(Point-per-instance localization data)
——————————
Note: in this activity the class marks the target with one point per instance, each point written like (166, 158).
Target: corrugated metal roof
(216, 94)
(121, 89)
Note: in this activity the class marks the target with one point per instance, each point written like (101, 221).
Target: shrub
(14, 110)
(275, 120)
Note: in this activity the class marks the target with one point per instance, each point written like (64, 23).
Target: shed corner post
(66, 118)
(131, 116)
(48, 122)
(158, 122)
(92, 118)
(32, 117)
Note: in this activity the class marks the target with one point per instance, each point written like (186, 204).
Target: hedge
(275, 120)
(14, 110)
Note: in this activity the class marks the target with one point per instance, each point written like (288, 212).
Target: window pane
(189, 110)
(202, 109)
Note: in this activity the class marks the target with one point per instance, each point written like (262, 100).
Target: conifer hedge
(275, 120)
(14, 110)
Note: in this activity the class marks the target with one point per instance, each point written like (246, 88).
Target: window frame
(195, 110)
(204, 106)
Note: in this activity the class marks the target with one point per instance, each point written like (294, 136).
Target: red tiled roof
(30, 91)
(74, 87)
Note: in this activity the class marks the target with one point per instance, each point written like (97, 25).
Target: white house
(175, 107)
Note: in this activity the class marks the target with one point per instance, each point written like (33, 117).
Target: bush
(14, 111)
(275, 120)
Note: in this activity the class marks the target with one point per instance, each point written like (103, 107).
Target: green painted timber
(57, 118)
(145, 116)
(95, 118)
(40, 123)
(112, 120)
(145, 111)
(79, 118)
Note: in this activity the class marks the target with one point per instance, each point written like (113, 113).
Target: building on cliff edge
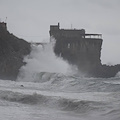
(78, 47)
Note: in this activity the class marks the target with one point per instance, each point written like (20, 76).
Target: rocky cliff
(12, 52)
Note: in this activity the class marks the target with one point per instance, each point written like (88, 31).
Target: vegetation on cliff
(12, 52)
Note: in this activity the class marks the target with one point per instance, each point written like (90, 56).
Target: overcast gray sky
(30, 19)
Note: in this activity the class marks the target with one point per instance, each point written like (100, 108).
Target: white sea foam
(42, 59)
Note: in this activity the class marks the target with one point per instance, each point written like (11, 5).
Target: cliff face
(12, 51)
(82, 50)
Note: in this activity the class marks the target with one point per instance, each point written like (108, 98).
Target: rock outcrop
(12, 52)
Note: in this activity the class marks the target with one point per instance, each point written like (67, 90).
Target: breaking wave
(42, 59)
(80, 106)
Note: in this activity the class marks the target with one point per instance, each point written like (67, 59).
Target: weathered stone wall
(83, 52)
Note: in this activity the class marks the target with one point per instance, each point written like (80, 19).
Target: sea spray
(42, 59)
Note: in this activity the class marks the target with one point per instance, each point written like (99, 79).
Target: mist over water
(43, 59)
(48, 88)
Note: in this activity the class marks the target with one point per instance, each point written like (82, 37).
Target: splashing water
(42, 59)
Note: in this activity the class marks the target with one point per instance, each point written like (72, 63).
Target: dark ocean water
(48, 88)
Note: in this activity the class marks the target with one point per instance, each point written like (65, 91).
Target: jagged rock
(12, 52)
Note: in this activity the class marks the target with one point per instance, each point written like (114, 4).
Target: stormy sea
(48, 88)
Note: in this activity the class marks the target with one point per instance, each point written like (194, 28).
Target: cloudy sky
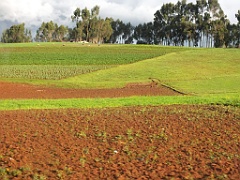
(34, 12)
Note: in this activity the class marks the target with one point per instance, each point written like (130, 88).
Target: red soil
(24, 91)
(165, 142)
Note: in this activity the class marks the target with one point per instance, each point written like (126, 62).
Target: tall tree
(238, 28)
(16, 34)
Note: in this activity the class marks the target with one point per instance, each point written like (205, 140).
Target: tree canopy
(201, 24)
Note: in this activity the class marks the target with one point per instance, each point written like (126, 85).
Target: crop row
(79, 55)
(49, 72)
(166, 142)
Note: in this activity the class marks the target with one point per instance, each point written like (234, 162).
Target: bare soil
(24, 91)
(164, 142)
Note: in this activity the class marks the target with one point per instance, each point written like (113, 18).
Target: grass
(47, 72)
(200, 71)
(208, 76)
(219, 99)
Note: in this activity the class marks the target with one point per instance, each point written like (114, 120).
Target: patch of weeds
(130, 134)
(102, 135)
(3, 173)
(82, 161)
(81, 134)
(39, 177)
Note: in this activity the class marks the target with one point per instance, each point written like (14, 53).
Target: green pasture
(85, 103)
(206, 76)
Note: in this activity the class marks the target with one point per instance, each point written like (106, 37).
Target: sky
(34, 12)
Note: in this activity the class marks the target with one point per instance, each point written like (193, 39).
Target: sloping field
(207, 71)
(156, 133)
——————————
Set down again, word for word, every line from the one with "Target: rock outcrop" to the one with "like (126, 85)." in the entries above, and omit the pictures.

• Written response:
Target: rock outcrop
(12, 52)
Note: in this activity the class marks the target with one point per instance, each point written like (67, 90).
Target: breaking wave
(42, 59)
(80, 106)
Note: in this activity the class marks the target with one point per instance, each point written like (67, 59).
Target: weathered stone wall
(83, 52)
Note: in this activity the class marks the target with one point per instance, each point written like (80, 19).
Target: sea spray
(42, 59)
Note: in this activity the class marks the target with one point per instance, each point written like (99, 79).
Target: mist over water
(43, 59)
(48, 88)
Note: in this activity the class marks the target with one point per instance, each point written like (82, 37).
Target: splashing water
(42, 59)
Note: in this activity the class marks the target with one point per instance, each point written like (72, 63).
Target: dark ocean water
(48, 88)
Note: in this activity the class marks the target with one point per instance, each point written like (65, 91).
Target: jagged rock
(12, 52)
Note: in this activity the class marks the target with one point per instance, each point written like (114, 4).
Target: stormy sea
(48, 88)
Note: in this activity the class marks the target with one point per instance, each point written like (194, 28).
Target: cloudy sky
(34, 12)
Note: in this activity the class marks the target with one point per instance, each point written like (130, 88).
Target: red soil
(24, 91)
(165, 142)
Note: in this activity the class marks the target with one point per instance, each point written like (126, 62).
Target: tall tree
(238, 28)
(16, 34)
Note: in this activity the class marks the target with one point per instance, each point written like (205, 140).
Target: tree canopy
(201, 24)
Note: in this activity the class marks the target with one point per instance, each point written like (126, 85).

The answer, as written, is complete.